▸ Exercise instructions:
Please show every line in the entries below that includes the word "positive".
─── Data for review ───
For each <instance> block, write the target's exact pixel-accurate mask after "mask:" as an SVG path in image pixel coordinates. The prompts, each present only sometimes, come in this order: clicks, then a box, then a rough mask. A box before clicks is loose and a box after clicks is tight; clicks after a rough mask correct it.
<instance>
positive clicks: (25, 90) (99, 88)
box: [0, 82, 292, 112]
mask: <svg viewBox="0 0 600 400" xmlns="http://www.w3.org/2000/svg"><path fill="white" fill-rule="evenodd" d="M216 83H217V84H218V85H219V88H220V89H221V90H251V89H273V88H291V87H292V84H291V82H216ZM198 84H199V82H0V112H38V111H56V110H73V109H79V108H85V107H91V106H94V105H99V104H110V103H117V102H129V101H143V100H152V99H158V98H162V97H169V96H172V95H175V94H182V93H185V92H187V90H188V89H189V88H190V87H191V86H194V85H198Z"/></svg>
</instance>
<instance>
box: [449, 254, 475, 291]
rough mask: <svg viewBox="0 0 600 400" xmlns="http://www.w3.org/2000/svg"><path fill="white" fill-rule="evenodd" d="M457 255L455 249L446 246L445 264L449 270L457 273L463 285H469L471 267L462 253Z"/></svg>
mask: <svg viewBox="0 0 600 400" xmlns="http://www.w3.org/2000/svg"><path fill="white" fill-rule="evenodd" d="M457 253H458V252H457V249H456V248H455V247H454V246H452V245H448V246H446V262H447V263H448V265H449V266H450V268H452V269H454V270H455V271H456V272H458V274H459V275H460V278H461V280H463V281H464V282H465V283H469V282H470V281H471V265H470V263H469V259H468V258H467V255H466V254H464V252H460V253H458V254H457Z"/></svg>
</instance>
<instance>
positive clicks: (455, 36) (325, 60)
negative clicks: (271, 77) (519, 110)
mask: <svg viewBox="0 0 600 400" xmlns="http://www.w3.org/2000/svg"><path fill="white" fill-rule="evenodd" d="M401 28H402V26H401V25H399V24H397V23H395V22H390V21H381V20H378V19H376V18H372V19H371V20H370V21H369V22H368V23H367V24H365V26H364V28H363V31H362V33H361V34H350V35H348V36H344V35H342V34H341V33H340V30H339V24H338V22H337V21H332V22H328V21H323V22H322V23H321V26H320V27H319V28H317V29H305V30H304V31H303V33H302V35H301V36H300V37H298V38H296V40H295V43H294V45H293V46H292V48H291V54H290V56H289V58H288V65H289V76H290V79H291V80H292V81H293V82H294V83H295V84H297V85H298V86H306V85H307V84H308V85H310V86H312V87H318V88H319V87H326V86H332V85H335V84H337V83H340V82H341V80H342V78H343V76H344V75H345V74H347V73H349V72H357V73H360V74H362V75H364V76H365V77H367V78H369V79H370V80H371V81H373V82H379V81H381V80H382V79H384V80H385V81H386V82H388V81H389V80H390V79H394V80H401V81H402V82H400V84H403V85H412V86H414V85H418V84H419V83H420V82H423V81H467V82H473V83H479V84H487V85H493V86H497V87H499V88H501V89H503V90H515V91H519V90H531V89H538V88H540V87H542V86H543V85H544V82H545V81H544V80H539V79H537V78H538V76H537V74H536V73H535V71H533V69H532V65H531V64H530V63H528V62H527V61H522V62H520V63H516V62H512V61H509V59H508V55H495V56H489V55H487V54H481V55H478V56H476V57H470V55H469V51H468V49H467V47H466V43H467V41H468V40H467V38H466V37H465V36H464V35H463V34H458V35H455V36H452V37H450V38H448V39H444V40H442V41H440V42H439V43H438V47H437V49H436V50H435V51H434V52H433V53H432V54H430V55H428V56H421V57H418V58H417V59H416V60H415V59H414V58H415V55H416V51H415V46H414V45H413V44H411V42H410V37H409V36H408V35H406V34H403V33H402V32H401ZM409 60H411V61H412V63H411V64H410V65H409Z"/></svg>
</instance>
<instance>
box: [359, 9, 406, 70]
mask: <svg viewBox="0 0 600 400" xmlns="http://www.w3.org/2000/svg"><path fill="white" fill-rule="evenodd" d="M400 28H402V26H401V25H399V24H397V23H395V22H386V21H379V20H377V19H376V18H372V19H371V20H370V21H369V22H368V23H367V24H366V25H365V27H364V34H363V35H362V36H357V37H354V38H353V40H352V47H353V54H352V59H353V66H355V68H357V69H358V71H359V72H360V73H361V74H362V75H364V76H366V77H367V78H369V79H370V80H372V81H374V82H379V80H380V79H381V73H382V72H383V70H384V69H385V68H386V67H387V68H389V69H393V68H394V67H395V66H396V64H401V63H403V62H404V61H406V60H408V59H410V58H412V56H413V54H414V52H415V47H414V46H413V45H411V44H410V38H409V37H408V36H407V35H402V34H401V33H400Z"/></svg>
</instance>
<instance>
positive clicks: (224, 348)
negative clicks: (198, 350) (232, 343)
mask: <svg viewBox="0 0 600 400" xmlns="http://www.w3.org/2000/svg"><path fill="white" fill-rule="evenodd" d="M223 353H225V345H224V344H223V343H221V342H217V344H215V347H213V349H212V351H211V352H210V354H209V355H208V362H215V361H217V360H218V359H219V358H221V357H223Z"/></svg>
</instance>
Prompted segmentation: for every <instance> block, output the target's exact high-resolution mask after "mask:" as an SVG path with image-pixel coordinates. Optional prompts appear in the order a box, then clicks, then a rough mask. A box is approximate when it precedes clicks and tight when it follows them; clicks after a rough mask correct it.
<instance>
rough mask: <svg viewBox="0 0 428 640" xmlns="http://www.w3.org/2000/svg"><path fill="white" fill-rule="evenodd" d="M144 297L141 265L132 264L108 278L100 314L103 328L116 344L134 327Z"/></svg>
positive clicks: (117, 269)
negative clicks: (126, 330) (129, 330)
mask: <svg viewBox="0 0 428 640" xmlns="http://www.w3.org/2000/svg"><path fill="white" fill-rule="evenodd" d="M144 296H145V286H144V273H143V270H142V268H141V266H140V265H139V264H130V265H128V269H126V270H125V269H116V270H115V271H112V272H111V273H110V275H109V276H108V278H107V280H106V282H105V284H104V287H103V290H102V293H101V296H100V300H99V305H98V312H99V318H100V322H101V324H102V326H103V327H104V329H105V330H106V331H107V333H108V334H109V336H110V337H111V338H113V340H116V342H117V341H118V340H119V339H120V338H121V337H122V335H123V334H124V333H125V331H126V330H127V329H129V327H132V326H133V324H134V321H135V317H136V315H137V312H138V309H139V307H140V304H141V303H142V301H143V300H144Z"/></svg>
───
▸ The completed task:
positive clicks: (25, 90) (99, 88)
positive clicks: (455, 36) (325, 60)
positive clicks: (224, 348)
positive clicks: (117, 269)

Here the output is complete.